Material provided start

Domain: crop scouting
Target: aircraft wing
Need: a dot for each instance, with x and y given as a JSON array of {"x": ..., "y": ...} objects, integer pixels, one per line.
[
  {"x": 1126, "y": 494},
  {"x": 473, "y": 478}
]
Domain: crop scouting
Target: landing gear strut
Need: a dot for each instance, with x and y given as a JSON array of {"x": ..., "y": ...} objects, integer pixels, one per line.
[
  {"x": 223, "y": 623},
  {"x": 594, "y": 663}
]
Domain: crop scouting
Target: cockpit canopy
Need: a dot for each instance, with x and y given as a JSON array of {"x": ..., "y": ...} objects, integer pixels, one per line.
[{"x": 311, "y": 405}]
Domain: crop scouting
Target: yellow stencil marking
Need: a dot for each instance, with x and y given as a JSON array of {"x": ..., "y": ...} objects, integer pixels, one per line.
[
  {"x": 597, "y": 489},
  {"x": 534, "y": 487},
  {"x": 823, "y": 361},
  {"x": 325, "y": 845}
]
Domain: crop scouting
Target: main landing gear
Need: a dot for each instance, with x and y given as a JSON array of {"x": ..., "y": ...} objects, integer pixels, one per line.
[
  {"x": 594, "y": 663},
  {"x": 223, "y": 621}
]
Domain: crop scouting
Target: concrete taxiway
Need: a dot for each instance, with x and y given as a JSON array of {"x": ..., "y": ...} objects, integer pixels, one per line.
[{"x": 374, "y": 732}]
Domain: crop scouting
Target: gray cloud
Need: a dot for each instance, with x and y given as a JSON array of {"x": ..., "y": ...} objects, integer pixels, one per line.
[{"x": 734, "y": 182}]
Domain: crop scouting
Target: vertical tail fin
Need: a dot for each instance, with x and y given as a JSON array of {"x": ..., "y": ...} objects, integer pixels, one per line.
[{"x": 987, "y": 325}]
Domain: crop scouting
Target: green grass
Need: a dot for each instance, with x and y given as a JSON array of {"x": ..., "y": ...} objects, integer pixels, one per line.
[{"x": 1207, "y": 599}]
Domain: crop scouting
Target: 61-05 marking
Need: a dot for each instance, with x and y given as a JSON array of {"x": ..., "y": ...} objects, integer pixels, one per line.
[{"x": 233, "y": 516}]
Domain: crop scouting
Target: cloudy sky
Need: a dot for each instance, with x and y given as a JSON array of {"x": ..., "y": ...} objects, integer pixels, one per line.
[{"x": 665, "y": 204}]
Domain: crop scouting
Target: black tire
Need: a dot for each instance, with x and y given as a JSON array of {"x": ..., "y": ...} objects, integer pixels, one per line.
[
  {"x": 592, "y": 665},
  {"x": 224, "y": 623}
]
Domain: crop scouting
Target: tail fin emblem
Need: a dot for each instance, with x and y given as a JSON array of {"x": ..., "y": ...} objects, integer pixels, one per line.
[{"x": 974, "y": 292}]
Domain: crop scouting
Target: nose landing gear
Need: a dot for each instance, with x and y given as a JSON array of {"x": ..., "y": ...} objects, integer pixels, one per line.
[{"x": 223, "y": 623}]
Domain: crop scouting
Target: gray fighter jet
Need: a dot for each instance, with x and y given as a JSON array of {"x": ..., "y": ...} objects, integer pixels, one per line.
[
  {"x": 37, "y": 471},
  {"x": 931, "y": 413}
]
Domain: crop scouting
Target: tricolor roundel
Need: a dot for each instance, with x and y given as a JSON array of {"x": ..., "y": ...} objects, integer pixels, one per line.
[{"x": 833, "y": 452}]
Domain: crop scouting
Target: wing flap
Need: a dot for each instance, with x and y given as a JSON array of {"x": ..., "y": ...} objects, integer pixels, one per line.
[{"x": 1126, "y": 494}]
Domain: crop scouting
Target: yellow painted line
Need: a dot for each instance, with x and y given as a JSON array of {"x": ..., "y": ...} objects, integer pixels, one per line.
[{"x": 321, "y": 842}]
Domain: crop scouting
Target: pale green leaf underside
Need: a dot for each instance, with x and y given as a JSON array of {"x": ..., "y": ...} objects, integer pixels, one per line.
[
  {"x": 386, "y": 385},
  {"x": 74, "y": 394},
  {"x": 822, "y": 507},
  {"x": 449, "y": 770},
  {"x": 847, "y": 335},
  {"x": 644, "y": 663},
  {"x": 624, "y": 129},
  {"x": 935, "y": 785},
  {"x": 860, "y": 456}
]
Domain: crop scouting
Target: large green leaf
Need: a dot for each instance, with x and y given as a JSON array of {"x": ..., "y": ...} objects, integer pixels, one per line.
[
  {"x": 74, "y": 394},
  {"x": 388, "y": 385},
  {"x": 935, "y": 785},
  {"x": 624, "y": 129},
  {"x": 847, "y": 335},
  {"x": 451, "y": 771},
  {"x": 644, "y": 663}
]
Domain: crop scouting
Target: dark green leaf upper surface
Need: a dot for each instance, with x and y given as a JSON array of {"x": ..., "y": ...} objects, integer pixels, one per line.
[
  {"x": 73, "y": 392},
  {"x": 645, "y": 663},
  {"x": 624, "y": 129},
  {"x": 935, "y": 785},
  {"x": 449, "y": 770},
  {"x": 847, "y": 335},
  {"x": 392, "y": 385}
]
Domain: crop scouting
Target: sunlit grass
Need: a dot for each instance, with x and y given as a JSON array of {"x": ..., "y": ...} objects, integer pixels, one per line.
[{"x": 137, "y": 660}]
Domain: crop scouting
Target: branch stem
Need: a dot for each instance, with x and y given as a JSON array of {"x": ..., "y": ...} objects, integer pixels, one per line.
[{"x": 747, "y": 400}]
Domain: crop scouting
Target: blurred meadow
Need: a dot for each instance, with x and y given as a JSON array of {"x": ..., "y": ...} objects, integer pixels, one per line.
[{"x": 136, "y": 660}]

Material provided end

[Written task]
Using the entries above, please restate each one word for word.

[Solution to this task]
Domain: crop scouting
Target: aircraft wing
Need: a dot for each instance, with x and y given as a JSON array of {"x": ..., "y": ...} objects, integer pixels, one per line.
[
  {"x": 1126, "y": 494},
  {"x": 473, "y": 478}
]
Domain: crop scouting
Target: landing gear strut
Need: a dot for each instance, with x and y given as a JSON array of {"x": ..., "y": ...} objects, integer pixels, one per line.
[
  {"x": 223, "y": 623},
  {"x": 594, "y": 663}
]
Domain: crop scouting
Target: cockpit canopy
Need: a dot for each instance, with x and y given as a JSON array of {"x": ..., "y": ...} objects, integer pixels, one per line.
[{"x": 311, "y": 405}]
Domain: crop scouting
Target: yellow stencil marking
Need: a dot for each instance, with x and y given as a JSON array of {"x": ..., "y": ...} objects, integer pixels, one per line.
[
  {"x": 597, "y": 489},
  {"x": 534, "y": 487},
  {"x": 823, "y": 361},
  {"x": 325, "y": 845}
]
Domain: crop scouting
Target: main landing gear
Need: a dot for each instance, with x and y given as a JSON array of {"x": ..., "y": ...} objects, integer pixels, one per line.
[
  {"x": 594, "y": 663},
  {"x": 223, "y": 621}
]
Domain: crop scouting
Target: concrete taxiway
Need: a dot for each instance, with x and y given as a JSON array of {"x": ..., "y": ...} objects, integer pixels, one per line.
[{"x": 374, "y": 732}]
Domain: crop scouting
Target: gray cloud
Need: a dot for each instance, with x and y given as a JSON array of {"x": ..., "y": ...} objects, integer pixels, one per line.
[{"x": 734, "y": 182}]
Domain: crop scouting
Target: vertical tail fin
Need: a dot for each instance, with x and y given as a JSON array of {"x": ..., "y": ...} objects, integer pixels, one per line.
[{"x": 987, "y": 325}]
Domain: crop scouting
Target: green grass
Need: a dot for each instance, with x and y given as a JSON array of {"x": ..., "y": ...} objects, integer pixels, one per line.
[{"x": 1207, "y": 599}]
Domain: crop scouting
Target: 61-05 marking
Need: a dot for each instance, with x and y given as a JSON array of {"x": ..., "y": ...} objects, integer pixels, one per line.
[{"x": 233, "y": 516}]
Domain: crop scouting
Target: cloudy sky
Need: a dot for each instance, with x and y given as a JSON array of {"x": ..., "y": ...} objects, integer pixels, one per line.
[{"x": 665, "y": 204}]
Domain: crop scouting
Target: black tire
Need: a dot for each instance, with x and y given as a JSON array of {"x": ..., "y": ...} objects, integer pixels, one per line.
[
  {"x": 592, "y": 665},
  {"x": 224, "y": 623}
]
Domain: crop scouting
Target: tail fin emblem
Need: a dot for each instance, with x and y given as a JSON array of {"x": ..., "y": ...} objects, integer pixels, one per line.
[{"x": 974, "y": 292}]
Domain: crop scouting
Target: nose landing gear
Need: a dot for each instance, with x and y given as a JSON array of {"x": ..., "y": ...} objects, integer pixels, one per line.
[{"x": 223, "y": 623}]
Domain: crop scouting
Target: gray fighter jet
Need: a dot for each instance, with x and y given as a JSON array of {"x": ..., "y": ...} objects, integer pixels, one per line.
[
  {"x": 37, "y": 471},
  {"x": 931, "y": 413}
]
Domain: crop scouting
Target: tricolor roundel
Need: a dot for each instance, with x and y given as a JSON array of {"x": ..., "y": ...} objects, integer pixels, one per line.
[{"x": 833, "y": 452}]
Domain: crop scouting
Target: wing flap
Need: a dot for each instance, with x and y given as a JSON array of {"x": ..., "y": ...} objects, integer pixels, one per line.
[{"x": 1126, "y": 494}]
Domain: crop scouting
Target: yellow painted line
Need: a dot for each instance, with x and y given as a JSON array of {"x": ..., "y": ...} objects, integer pixels, one per line.
[{"x": 321, "y": 842}]
Domain: crop scouting
Target: pale green leaf underside
Need: a dot for each instance, with x and y given as a JSON array of {"x": ..., "y": ...} objects, integer pixels, one per line.
[
  {"x": 386, "y": 385},
  {"x": 74, "y": 394},
  {"x": 822, "y": 507},
  {"x": 449, "y": 770},
  {"x": 847, "y": 335},
  {"x": 644, "y": 663},
  {"x": 624, "y": 129},
  {"x": 935, "y": 785},
  {"x": 860, "y": 456}
]
Domain: crop scouting
Target: large green leaf
Need: a dot for each instance, with x and y given as a JSON array of {"x": ..., "y": ...} objects, integer pixels, one per line.
[
  {"x": 74, "y": 394},
  {"x": 388, "y": 385},
  {"x": 935, "y": 785},
  {"x": 624, "y": 129},
  {"x": 847, "y": 335},
  {"x": 451, "y": 771},
  {"x": 644, "y": 663}
]
Domain: crop scouting
Target: dark green leaf upper surface
Need: a dot for each instance, with x and y given as a JSON array of {"x": ..., "y": ...} objects, integer pixels, one per line.
[
  {"x": 73, "y": 392},
  {"x": 645, "y": 663},
  {"x": 624, "y": 129},
  {"x": 935, "y": 785},
  {"x": 449, "y": 770},
  {"x": 847, "y": 335},
  {"x": 392, "y": 385}
]
Domain: crop scouting
Target: sunlit grass
Need: a dot for each instance, with x and y given as a JSON array of {"x": ..., "y": ...} objects, integer pixels, one per line.
[{"x": 137, "y": 660}]
Domain: crop scouting
Target: branch stem
Need: a dot for each instance, with x and y given as a JSON array of {"x": ..., "y": ...} objects, integer pixels, one per line.
[{"x": 747, "y": 400}]
Domain: crop scouting
Target: blurred meadow
Need: a dot for each instance, with x and y given as a JSON array of {"x": ..., "y": ...} objects, integer pixels, one per line.
[{"x": 136, "y": 660}]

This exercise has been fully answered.